─── Quoted passage
What's your process? I'm sure somebody out there has a better idea than this.


----------



## SierraSigma (Jan 25, 2018)

With all due respect, I dont think you are working optimally here. If you intend to get ALL the floral furniture, when you move on to the rarer flowers you'll find that you could have paid for the yellow and white tulip ones three times over with all the excess yellow and white seeds youll get trying to get, say, blacks and blues

Currently I have one of every potted plant and the two topiaries and that's it. Now Im farming a mass of basic flowers to cross pollinate with. Ill probably do so with friends' flowers to generate them friendship powder. Eventually when I have about 500 of each (inventory permitting; I dont know if there's a cap) I'll do a mass-cross-pollinate and see how many seeds of each colour I have then.

I've calculated I need 150 of each flower to get one of each item, minus the potted plants and topiaries, and plus 15 for a duplicate of each fence.


----------



## Imaginetheday (Jan 25, 2018)

So you're saying I should work on other, rarer types first, as that will actually get me the yellow and white seeds that I need. That makes sense, and is a much better way of doing this.
──────
| Activity 1 |
Return the text of the forum thread from "With all due" up to and including "of each fence.", copied word for word.
| Activity 2 |
In the forum thread, what does SierraSigma say they currently have besides one of every potted plant?
─── Data extract
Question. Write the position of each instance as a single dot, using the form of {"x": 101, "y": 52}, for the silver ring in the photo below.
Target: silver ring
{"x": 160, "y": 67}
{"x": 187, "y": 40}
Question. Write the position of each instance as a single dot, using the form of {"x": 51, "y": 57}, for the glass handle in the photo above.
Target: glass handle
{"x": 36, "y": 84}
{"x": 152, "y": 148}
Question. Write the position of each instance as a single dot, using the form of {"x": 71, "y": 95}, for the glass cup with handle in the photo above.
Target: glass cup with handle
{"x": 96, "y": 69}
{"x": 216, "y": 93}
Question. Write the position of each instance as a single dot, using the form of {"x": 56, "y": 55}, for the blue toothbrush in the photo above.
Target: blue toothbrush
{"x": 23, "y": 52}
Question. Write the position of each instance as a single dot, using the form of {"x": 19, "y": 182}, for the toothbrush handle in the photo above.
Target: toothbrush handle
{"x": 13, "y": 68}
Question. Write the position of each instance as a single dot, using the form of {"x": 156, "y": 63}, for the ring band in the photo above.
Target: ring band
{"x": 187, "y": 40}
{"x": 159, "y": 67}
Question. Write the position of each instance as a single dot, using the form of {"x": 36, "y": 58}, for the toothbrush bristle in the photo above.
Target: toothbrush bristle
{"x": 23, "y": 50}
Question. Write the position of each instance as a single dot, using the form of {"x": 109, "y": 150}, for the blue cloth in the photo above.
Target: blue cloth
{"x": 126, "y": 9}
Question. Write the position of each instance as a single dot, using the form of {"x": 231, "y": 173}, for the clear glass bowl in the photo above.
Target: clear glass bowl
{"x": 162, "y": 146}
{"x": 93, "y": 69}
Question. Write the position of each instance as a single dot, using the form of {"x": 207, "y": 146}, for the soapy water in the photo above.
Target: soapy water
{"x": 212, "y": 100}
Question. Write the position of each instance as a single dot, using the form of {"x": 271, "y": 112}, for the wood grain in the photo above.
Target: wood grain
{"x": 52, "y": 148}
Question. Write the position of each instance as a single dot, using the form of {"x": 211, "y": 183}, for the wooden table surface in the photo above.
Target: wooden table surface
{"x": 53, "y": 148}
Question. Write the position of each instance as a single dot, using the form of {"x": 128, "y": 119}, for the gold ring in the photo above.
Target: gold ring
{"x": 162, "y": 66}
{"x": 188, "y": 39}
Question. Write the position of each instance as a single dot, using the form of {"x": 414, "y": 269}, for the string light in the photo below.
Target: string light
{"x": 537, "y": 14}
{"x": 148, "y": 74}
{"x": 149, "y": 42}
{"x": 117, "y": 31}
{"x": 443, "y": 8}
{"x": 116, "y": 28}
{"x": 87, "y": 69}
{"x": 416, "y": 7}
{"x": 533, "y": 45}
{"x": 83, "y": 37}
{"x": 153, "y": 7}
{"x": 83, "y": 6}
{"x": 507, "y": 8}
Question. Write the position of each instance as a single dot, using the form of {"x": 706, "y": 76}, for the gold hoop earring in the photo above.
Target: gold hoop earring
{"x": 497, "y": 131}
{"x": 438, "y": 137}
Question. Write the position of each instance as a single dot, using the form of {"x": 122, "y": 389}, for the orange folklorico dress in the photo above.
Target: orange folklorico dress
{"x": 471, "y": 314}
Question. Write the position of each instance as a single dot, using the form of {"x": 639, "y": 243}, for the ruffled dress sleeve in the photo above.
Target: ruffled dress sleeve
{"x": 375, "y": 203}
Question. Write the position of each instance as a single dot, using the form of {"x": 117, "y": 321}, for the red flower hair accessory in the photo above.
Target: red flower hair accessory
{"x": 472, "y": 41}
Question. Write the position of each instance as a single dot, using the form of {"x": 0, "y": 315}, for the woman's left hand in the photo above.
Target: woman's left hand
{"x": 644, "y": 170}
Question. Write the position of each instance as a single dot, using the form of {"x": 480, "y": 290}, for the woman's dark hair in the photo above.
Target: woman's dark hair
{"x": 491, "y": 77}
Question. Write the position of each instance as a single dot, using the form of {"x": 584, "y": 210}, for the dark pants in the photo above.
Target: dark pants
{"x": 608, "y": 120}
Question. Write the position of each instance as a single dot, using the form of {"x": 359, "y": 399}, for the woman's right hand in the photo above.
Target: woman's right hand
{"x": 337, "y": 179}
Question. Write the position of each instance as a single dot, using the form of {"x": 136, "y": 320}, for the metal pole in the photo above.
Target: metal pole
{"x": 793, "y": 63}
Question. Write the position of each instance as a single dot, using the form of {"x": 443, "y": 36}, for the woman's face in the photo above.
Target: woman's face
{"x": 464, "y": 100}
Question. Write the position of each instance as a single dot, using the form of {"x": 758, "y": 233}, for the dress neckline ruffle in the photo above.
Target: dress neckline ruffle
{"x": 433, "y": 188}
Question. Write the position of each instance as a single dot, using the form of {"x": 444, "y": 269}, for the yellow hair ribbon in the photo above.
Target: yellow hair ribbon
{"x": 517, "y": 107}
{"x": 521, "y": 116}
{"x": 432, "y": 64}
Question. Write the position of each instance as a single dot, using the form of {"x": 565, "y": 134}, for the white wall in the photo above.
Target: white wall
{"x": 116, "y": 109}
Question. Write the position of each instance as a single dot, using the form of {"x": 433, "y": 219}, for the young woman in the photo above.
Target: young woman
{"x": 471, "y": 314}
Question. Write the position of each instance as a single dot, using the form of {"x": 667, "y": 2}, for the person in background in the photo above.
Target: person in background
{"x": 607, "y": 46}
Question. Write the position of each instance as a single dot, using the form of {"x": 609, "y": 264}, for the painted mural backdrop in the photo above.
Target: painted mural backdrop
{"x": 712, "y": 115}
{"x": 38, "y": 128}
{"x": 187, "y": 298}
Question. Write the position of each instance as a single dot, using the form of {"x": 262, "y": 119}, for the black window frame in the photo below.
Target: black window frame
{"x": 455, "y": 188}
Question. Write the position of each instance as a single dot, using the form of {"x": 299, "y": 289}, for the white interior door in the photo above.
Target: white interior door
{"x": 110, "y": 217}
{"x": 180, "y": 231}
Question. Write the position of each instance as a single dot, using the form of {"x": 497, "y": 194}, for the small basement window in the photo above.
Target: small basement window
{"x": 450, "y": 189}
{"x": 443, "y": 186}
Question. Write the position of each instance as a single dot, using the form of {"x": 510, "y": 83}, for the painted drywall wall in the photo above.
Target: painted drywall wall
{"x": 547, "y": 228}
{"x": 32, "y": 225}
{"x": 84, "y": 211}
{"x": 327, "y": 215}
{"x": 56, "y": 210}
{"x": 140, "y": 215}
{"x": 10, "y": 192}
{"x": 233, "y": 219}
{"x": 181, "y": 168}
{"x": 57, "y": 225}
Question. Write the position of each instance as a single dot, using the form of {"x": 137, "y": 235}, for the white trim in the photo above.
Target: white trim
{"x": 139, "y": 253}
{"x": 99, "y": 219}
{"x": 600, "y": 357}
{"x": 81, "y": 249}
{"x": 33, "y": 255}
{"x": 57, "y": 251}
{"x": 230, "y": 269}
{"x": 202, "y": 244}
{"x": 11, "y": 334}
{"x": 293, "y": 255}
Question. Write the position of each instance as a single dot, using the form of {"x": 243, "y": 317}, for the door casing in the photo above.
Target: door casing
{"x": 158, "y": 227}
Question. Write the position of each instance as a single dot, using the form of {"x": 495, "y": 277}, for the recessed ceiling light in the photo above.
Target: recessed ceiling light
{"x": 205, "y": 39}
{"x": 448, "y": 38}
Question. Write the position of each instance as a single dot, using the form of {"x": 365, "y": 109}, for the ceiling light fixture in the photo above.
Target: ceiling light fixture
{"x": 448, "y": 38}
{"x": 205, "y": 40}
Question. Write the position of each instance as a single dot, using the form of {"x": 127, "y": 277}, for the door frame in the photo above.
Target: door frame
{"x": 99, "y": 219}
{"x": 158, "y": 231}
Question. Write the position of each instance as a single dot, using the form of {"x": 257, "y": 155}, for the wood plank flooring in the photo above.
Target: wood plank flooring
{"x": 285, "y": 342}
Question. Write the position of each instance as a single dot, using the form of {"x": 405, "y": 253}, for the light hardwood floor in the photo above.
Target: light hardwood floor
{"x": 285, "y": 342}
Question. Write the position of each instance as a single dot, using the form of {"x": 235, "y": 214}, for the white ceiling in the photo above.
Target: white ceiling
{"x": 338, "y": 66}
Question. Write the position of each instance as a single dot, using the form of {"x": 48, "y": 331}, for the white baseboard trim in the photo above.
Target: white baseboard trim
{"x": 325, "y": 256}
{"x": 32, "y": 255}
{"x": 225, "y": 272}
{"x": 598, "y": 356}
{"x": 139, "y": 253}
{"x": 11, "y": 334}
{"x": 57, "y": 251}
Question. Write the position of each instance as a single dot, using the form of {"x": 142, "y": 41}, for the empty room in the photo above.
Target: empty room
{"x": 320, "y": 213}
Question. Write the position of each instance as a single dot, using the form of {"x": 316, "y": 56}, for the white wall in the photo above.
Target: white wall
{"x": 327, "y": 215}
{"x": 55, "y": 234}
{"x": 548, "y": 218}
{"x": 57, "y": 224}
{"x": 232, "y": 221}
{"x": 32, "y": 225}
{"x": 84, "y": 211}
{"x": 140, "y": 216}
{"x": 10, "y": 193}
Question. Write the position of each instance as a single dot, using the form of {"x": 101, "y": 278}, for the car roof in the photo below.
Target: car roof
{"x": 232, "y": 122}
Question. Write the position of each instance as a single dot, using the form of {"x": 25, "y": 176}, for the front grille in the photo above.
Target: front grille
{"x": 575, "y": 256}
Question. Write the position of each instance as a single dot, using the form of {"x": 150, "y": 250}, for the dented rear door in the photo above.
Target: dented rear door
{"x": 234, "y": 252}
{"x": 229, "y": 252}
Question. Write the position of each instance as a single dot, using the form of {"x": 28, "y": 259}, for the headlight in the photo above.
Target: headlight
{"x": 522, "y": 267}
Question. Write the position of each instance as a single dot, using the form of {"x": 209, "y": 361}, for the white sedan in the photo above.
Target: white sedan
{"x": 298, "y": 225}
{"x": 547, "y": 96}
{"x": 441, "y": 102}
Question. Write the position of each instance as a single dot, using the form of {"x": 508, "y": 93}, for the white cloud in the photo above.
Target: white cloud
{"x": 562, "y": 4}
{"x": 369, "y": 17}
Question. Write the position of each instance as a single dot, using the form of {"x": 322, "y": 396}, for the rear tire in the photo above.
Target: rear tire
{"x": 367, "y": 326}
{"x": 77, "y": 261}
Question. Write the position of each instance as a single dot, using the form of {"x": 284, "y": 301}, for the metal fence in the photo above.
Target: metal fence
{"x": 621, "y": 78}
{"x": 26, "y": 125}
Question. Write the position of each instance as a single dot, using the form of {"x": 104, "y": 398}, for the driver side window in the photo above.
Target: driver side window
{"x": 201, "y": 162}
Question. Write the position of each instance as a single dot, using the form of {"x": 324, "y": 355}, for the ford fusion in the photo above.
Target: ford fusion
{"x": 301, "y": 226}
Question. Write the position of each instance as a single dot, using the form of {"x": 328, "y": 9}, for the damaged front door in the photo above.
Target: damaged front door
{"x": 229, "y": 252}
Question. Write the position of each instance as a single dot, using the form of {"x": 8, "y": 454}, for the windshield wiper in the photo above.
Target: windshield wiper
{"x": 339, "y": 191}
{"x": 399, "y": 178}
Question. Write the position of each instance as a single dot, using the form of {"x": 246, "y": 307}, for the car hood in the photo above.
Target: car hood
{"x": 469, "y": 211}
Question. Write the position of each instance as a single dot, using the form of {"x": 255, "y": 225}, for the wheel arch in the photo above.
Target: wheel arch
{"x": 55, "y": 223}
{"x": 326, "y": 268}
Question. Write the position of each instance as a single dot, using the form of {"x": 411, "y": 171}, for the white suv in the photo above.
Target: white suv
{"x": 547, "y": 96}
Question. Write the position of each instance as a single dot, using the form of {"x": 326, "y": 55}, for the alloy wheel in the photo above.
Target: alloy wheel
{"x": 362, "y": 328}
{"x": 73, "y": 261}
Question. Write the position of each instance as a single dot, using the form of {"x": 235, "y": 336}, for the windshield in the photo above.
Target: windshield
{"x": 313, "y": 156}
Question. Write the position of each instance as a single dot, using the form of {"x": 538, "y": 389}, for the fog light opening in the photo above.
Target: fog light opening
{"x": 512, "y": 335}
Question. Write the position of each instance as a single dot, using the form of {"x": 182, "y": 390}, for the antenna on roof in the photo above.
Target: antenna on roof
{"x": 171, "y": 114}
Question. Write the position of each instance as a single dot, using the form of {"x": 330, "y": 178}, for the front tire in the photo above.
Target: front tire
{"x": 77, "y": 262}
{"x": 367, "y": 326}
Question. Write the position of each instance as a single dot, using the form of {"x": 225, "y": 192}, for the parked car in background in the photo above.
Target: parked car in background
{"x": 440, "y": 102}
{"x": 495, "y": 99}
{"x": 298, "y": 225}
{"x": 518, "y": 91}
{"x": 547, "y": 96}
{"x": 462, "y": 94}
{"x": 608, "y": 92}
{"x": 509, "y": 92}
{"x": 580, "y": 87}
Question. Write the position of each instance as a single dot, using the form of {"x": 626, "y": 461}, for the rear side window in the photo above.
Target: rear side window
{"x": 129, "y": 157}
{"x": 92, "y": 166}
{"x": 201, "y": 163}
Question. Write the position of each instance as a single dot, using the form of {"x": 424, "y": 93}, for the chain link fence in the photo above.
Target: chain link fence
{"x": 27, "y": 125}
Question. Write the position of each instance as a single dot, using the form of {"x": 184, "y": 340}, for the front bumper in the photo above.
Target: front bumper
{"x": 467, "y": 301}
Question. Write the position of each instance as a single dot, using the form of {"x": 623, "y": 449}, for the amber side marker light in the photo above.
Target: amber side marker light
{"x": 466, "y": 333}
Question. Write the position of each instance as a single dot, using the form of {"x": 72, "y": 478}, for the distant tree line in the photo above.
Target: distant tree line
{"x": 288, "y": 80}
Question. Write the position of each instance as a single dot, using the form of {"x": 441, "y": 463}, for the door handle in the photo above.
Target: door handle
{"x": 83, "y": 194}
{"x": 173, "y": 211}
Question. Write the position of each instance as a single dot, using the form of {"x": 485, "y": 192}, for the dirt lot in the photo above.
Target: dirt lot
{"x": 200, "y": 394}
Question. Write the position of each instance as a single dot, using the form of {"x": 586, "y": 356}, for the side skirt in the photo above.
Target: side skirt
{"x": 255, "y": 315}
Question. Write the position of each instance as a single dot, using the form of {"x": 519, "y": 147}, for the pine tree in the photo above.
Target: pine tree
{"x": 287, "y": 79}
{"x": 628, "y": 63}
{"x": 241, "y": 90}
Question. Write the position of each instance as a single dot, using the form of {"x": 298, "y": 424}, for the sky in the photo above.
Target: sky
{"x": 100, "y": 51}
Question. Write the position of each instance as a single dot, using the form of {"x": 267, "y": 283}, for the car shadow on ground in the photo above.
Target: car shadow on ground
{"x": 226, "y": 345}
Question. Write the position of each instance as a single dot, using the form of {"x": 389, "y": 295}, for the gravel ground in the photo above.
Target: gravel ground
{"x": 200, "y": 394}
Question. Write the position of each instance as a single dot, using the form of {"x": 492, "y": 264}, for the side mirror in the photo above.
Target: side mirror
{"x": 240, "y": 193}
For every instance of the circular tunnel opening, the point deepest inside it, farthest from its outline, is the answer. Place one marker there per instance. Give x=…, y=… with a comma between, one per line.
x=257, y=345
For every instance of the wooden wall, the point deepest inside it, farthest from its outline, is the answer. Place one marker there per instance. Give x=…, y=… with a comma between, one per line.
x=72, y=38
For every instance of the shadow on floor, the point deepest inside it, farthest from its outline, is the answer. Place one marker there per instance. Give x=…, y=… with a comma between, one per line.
──────
| Your solution 1 |
With all due respect, I dont think you are working optimally here. If you intend to get ALL the floral furniture, when you move on to the rarer flowers you'll find that you could have paid for the yellow and white tulip ones three times over with all the excess yellow and white seeds youll get trying to get, say, blacks and blues

Currently I have one of every potted plant and the two topiaries and that's it. Now Im farming a mass of basic flowers to cross pollinate with. Ill probably do so with friends' flowers to generate them friendship powder. Eventually when I have about 500 of each (inventory permitting; I dont know if there's a cap) I'll do a mass-cross-pollinate and see how many seeds of each colour I have then.

I've calculated I need 150 of each flower to get one of each item, minus the potted plants and topiaries, and plus 15 for a duplicate of each fence.

| Your solution 2 |
The two topiaries.